● **Text excerpt**:
"""
In the wake of recent US mass shootings, American media are again grappling with an age-old debate of whether it’s ethical to show graphic images of violence. And even the subject of Nick Ut’s iconic Vietnam war photo, Napalm Girl, is chiming in.

Nick Ut’s iconic Napalm Girl is a prime example of why publishing harrowing images can be justifiable.

The New York Times and The New Yorker both published opinion articles asking whether media companies need to show pictures of harrowing scenes caused by mass shooters in an effort to galvanise the public.

The inference is that showing what a psychopath with military-style assault weapons can do to a child’s body may lead to change.

Susie Linfield, journalism professor at NYU and author of The Cruel Radiance: Photography and Political Violence, states that ‘photographic images can bring us close to the experience of suffering — and, in particular, to the physical torment that violence creates — in ways that words do not’.

‘The question of how much violence we should see, and to what end, is almost as old as photography itself. But the question gains urgency in our age of unfiltered immediacy — of the 24-hour news cycle, of Instagram and Twitter, of jihadi beheading videos, of fake news and conspiracy theorists and of repellent sites like BestGore, which revel in sadistic carnage. What responsibilities does the act of seeing entail? Is the viewing of violence an indefensible form of collaboration with it? Is the refusal to view violence an indefensible form of denial?

In the case of Uvalde [school shooting], a serious case can be made — indeed, I agree with it — that the nation should see exactly how an assault rifle pulverises the body of a 10-year-old, just as we needed to see (but rarely did) the injuries to our troops in the Iraq and Afghanistan wars. A violent society ought, at the very least, to regard its handiwork, however ugly, whether it be the toll on the men and women who fight in our name, on “ordinary” crime victims killed or wounded by guns or on children whose right to grow up has been sacrificed to the right to bear arms.
"""
● **Directions**: Copy the text on publishing graphic images of violence word for word.

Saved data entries
"""
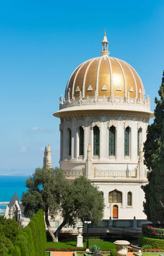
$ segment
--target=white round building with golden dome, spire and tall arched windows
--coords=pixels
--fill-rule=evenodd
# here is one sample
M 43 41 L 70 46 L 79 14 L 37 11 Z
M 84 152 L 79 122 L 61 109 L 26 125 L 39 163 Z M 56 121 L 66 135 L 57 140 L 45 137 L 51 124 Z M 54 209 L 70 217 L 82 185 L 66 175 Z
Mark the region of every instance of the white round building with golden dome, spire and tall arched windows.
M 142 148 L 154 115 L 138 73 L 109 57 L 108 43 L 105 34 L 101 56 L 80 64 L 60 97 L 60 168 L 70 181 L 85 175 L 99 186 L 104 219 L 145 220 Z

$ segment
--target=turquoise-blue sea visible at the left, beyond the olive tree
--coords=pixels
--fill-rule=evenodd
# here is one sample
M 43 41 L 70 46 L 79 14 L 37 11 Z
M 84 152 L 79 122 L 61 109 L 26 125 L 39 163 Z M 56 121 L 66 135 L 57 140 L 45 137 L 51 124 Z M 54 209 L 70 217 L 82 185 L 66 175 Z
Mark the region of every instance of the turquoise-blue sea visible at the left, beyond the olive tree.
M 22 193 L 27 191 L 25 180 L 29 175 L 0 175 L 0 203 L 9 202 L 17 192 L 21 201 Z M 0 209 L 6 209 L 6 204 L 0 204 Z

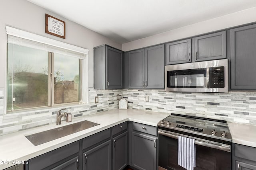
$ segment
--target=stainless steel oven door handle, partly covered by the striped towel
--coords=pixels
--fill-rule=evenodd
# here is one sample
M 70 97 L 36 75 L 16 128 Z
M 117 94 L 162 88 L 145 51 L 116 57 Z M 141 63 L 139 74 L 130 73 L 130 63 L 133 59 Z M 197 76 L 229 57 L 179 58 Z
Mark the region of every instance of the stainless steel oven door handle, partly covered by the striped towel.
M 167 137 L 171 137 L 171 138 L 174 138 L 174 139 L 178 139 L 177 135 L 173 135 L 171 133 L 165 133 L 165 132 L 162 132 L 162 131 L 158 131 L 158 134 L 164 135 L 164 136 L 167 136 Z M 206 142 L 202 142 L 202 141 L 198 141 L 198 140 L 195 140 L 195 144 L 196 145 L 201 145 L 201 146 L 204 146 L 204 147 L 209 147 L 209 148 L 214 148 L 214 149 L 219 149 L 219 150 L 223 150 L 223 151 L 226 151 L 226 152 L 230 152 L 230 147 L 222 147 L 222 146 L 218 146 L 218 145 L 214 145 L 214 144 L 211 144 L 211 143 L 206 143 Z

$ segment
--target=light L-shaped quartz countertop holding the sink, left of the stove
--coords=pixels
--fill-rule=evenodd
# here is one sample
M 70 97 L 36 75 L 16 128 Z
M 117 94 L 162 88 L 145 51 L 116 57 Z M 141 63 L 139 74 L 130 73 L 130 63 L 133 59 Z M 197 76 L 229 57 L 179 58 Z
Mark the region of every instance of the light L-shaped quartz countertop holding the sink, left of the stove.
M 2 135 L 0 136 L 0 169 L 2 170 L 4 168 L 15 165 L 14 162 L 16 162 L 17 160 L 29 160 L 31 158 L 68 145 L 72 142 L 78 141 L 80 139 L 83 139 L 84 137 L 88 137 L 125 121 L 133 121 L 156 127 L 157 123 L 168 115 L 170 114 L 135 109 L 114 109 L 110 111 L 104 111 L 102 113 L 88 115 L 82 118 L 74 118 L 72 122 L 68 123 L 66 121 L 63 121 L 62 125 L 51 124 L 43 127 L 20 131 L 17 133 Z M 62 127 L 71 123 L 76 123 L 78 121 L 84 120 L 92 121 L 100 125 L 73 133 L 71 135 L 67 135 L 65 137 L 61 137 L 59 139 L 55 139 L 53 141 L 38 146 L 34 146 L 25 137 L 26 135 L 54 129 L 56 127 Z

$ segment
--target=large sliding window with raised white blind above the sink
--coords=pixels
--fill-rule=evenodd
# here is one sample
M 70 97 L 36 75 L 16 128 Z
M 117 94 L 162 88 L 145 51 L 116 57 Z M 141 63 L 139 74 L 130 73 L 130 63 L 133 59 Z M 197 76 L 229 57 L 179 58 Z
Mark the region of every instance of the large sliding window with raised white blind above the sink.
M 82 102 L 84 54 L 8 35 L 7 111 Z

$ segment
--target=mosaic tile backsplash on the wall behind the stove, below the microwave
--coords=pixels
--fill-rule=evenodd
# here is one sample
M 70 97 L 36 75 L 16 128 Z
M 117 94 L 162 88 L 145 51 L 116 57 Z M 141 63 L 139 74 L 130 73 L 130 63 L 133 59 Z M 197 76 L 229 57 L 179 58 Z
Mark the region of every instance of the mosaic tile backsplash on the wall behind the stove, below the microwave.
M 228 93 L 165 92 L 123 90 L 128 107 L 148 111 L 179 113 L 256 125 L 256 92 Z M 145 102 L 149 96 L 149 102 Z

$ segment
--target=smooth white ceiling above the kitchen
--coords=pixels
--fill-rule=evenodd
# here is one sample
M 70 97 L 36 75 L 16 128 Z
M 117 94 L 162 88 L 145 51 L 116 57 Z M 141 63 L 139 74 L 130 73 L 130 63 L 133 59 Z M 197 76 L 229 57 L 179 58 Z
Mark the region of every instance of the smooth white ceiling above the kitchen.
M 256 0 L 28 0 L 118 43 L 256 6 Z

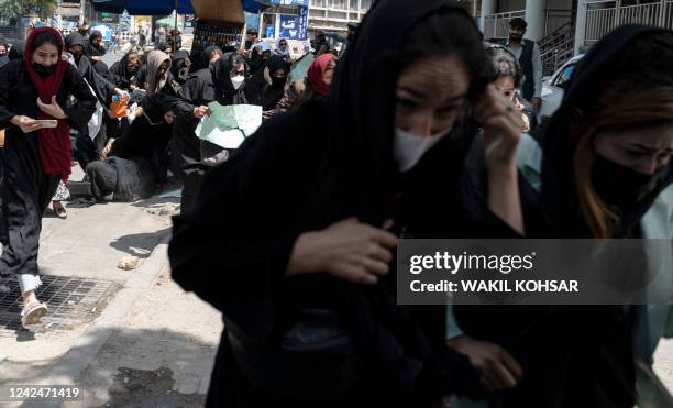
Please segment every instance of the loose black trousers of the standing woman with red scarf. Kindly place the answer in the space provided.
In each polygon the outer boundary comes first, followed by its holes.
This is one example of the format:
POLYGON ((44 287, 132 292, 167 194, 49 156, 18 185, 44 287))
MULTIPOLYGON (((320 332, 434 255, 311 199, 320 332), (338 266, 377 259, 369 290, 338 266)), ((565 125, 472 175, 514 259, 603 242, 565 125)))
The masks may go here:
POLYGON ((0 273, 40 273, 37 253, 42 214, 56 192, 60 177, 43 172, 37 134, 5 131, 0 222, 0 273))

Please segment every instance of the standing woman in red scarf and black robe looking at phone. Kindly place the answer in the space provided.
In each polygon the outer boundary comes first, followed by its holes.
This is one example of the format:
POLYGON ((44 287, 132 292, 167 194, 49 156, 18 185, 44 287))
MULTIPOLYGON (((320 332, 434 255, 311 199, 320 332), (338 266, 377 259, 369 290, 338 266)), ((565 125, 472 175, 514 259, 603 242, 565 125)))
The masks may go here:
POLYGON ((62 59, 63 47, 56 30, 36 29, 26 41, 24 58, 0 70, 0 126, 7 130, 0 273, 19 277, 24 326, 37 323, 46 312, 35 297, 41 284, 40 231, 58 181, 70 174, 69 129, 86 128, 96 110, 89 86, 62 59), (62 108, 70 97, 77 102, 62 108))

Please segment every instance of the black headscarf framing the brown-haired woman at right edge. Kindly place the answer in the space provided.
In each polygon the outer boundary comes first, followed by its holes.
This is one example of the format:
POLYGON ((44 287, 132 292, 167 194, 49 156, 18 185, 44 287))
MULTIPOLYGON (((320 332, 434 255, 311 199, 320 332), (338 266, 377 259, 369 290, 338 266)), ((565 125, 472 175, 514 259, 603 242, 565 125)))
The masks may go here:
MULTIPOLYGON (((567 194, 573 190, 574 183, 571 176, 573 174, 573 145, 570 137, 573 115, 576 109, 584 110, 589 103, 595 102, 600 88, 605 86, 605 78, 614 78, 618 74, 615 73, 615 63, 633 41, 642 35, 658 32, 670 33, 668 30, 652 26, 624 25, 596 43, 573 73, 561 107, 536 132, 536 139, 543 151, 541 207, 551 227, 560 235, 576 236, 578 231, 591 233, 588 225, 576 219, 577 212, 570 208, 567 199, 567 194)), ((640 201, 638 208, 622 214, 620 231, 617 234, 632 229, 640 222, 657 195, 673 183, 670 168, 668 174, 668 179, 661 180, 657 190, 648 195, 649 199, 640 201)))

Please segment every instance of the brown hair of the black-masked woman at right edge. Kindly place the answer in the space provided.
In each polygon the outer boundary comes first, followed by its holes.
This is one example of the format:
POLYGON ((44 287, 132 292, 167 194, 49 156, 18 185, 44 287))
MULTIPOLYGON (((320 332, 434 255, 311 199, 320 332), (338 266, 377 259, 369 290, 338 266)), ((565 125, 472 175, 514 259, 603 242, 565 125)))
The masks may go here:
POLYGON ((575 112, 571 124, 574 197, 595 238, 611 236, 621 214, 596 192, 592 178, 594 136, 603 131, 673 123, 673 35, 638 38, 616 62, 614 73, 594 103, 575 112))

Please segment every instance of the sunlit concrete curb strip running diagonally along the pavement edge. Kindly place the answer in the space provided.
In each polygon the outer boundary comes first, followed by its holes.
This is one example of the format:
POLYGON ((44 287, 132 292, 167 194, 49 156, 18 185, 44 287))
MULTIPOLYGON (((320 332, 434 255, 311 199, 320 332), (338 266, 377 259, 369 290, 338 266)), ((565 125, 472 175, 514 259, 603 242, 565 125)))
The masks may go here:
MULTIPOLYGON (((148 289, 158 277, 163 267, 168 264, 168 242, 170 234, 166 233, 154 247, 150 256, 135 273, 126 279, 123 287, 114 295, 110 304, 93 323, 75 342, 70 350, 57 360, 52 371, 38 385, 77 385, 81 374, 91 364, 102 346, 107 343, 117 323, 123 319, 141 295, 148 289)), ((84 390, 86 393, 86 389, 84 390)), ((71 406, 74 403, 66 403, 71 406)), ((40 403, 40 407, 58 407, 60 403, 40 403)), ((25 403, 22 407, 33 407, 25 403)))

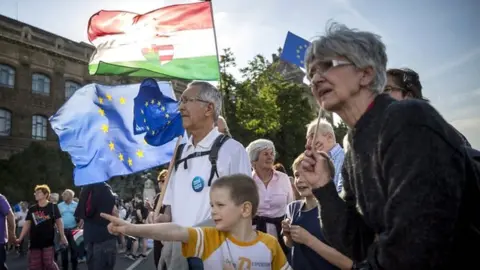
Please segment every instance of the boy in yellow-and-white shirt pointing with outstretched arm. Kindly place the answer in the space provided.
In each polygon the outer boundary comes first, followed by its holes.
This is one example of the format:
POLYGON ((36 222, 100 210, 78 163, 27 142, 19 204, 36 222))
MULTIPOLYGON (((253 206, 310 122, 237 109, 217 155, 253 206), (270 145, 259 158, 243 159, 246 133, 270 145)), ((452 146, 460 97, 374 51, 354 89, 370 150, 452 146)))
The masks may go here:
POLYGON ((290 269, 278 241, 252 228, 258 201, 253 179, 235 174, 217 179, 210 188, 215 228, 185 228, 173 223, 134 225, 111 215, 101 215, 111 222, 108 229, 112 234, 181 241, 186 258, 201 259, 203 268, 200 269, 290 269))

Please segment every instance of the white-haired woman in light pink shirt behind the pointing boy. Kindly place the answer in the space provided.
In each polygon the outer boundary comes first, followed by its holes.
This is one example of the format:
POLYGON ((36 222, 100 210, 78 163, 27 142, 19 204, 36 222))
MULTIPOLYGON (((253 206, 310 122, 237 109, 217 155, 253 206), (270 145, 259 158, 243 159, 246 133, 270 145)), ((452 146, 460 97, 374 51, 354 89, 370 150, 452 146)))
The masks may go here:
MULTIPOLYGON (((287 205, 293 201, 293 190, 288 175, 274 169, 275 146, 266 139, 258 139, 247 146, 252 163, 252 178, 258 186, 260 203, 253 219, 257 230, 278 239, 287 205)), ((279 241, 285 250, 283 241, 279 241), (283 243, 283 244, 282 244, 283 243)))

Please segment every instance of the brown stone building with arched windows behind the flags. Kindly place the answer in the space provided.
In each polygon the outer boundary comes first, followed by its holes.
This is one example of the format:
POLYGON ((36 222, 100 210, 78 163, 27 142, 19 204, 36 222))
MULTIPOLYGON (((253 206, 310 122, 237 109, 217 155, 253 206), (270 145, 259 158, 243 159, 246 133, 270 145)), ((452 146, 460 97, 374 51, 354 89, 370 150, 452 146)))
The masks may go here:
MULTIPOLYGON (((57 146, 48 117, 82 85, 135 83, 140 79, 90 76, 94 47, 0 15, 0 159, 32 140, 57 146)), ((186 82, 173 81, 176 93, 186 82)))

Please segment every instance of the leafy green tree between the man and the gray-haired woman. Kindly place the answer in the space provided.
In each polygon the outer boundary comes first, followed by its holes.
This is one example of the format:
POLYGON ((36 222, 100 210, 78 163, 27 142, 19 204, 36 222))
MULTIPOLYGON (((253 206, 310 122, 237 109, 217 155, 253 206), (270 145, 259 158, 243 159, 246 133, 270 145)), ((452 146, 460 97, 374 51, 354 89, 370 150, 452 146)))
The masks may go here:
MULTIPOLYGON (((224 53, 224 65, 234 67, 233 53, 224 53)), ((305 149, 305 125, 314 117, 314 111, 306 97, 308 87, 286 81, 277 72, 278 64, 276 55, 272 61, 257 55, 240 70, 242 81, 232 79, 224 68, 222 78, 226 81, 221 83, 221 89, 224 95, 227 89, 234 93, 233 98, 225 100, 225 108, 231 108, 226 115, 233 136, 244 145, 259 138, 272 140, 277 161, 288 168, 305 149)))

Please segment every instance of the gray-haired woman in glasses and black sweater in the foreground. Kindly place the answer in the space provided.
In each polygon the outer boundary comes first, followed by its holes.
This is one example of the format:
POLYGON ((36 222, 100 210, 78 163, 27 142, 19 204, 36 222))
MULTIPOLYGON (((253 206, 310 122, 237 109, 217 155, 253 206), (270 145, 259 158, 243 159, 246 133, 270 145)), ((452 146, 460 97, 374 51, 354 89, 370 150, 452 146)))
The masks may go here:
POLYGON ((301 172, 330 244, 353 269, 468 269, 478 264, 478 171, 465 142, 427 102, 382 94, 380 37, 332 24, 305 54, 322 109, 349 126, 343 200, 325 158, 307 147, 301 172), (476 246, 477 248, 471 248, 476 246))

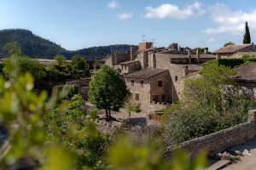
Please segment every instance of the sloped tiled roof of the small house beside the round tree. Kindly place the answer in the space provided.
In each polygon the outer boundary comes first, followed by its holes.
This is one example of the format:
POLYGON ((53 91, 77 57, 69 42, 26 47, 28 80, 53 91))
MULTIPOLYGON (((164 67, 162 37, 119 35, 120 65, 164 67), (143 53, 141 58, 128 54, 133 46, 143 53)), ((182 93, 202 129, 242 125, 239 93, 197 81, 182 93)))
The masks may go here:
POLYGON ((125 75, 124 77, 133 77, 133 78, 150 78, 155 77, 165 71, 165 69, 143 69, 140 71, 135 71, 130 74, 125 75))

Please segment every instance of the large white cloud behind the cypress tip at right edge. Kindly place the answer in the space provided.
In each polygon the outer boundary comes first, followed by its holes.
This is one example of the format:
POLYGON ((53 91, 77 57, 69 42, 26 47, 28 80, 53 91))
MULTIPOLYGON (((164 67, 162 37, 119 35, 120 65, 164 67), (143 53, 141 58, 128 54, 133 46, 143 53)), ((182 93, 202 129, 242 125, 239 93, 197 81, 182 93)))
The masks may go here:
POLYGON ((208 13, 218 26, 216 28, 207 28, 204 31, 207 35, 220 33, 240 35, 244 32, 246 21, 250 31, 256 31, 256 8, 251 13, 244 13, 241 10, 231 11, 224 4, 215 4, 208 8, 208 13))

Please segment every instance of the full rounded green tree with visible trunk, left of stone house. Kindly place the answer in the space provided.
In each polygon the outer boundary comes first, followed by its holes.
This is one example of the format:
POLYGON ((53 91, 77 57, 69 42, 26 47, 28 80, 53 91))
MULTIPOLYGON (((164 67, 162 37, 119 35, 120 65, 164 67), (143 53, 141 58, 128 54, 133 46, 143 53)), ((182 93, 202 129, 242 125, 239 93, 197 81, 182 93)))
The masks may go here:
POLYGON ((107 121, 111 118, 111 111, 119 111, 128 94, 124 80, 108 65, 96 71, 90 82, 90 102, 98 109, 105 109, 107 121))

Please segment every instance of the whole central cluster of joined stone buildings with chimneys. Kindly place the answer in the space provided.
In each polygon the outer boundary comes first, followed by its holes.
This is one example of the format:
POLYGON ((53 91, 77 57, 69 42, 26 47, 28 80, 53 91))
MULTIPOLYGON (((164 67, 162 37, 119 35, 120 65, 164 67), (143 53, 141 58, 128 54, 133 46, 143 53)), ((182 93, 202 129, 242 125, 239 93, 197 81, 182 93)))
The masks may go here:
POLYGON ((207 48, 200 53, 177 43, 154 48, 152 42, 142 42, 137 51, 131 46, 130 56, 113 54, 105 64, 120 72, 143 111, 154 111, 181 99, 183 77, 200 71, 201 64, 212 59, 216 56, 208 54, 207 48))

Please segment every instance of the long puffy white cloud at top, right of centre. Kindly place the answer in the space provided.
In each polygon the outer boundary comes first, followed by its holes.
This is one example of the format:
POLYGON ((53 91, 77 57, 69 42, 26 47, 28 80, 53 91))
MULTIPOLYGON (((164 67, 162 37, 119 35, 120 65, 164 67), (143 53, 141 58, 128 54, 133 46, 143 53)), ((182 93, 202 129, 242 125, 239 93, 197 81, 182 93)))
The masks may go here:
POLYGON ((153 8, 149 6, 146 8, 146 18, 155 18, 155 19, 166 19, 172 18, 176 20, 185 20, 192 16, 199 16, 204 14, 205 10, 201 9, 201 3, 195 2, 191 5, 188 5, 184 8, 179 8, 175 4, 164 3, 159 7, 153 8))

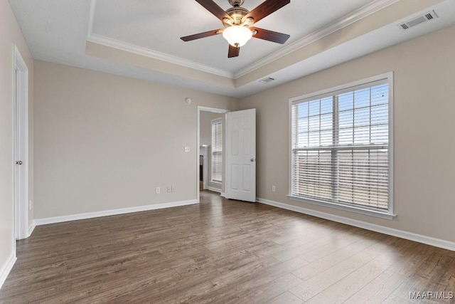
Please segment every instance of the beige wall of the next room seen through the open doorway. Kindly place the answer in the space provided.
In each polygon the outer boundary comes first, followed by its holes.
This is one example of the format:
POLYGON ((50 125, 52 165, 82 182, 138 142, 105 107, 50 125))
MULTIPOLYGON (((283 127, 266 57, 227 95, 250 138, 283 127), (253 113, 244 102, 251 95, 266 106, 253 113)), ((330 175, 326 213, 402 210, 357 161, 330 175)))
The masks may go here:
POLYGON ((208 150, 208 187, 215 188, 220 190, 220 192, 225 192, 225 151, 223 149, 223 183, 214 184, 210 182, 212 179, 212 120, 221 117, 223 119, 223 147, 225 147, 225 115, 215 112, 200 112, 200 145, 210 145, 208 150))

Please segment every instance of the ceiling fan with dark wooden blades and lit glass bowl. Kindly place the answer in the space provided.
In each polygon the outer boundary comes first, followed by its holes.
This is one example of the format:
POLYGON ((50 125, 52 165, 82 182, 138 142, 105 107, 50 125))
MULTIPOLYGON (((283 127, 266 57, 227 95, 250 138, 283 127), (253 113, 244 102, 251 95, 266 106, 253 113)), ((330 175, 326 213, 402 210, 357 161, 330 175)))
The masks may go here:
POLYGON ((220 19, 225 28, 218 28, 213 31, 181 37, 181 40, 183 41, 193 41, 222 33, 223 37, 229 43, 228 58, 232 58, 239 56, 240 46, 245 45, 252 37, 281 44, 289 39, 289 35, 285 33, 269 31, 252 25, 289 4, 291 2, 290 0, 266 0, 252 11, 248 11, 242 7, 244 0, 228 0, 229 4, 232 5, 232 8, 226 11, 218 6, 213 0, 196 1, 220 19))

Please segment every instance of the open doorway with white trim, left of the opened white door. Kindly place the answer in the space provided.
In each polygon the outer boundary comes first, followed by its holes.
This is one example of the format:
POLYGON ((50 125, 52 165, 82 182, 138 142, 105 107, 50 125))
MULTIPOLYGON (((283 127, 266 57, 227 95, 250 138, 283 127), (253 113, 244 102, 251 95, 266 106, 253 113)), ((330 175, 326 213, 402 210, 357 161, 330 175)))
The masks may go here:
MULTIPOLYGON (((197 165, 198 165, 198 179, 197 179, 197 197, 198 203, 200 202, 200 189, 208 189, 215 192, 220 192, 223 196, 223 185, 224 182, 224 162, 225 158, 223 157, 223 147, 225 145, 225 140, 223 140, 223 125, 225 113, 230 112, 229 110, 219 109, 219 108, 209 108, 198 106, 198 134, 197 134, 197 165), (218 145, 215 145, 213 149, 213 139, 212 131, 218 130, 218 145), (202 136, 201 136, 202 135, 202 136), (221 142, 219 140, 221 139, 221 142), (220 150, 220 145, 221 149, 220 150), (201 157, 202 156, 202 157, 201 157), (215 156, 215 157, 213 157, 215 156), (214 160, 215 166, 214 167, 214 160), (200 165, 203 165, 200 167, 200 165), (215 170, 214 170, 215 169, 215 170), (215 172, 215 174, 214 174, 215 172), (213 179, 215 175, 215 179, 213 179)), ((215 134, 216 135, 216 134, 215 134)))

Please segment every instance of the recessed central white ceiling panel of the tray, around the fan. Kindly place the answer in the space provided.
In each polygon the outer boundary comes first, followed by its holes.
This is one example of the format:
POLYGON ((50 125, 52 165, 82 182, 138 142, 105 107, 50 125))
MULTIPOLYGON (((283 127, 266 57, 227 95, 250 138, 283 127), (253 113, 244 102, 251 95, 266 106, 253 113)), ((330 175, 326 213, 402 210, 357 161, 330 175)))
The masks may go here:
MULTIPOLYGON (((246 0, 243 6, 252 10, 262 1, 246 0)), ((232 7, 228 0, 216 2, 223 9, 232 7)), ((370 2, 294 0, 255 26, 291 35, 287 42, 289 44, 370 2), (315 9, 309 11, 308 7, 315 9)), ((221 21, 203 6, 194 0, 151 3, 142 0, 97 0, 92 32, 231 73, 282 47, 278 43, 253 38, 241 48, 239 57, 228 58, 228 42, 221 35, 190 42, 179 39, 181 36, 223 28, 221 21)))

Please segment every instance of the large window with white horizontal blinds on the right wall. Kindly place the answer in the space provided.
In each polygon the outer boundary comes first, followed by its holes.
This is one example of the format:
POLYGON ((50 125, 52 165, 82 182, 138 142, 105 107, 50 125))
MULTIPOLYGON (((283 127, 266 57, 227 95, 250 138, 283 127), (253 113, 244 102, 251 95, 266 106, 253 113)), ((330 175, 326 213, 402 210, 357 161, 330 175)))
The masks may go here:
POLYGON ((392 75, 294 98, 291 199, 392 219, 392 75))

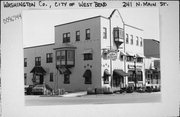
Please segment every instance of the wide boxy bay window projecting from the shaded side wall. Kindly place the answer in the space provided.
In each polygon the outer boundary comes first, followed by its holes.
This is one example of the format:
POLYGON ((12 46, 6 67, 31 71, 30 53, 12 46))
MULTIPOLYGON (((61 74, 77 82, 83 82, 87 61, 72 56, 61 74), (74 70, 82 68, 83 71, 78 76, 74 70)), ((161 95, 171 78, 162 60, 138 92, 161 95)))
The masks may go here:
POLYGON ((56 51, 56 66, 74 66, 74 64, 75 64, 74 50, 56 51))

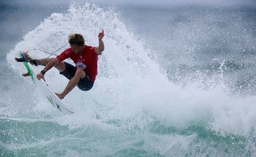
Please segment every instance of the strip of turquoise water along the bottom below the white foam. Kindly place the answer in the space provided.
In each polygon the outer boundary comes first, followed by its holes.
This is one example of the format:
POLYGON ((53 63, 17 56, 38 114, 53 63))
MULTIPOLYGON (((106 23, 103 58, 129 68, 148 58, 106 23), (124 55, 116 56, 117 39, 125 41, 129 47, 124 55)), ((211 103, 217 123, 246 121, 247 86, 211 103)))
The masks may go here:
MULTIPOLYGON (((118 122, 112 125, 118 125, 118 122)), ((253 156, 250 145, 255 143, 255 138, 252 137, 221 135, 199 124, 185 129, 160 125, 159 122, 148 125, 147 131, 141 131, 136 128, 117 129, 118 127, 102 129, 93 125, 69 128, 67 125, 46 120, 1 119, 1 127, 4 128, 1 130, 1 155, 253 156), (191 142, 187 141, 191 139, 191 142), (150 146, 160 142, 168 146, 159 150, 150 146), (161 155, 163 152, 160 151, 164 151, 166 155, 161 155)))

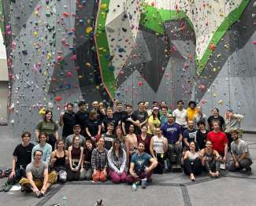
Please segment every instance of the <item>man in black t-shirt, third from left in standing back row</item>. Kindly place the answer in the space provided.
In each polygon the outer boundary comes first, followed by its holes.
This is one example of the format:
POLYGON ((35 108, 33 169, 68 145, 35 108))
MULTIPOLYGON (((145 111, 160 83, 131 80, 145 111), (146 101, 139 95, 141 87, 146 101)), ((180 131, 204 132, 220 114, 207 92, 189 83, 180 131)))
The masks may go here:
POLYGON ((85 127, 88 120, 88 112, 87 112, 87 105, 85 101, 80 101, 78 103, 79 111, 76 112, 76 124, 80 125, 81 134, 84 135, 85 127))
"""
● **Solution**:
In the wake of recent US mass shootings, American media are again grappling with an age-old debate of whether it’s ethical to show graphic images of violence. And even the subject of Nick Ut’s iconic Vietnam war photo, Napalm Girl, is chiming in.

Nick Ut’s iconic Napalm Girl is a prime example of why publishing harrowing images can be justifiable.

The New York Times and The New Yorker both published opinion articles asking whether media companies need to show pictures of harrowing scenes caused by mass shooters in an effort to galvanise the public.

The inference is that showing what a psychopath with military-style assault weapons can do to a child’s body may lead to change.

Susie Linfield, journalism professor at NYU and author of The Cruel Radiance: Photography and Political Violence, states that ‘photographic images can bring us close to the experience of suffering — and, in particular, to the physical torment that violence creates — in ways that words do not’.

‘The question of how much violence we should see, and to what end, is almost as old as photography itself. But the question gains urgency in our age of unfiltered immediacy — of the 24-hour news cycle, of Instagram and Twitter, of jihadi beheading videos, of fake news and conspiracy theorists and of repellent sites like BestGore, which revel in sadistic carnage. What responsibilities does the act of seeing entail? Is the viewing of violence an indefensible form of collaboration with it? Is the refusal to view violence an indefensible form of denial?

In the case of Uvalde [school shooting], a serious case can be made — indeed, I agree with it — that the nation should see exactly how an assault rifle pulverises the body of a 10-year-old, just as we needed to see (but rarely did) the injuries to our troops in the Iraq and Afghanistan wars. A violent society ought, at the very least, to regard its handiwork, however ugly, whether it be the toll on the men and women who fight in our name, on “ordinary” crime victims killed or wounded by guns or on children whose right to grow up has been sacrificed to the right to bear arms.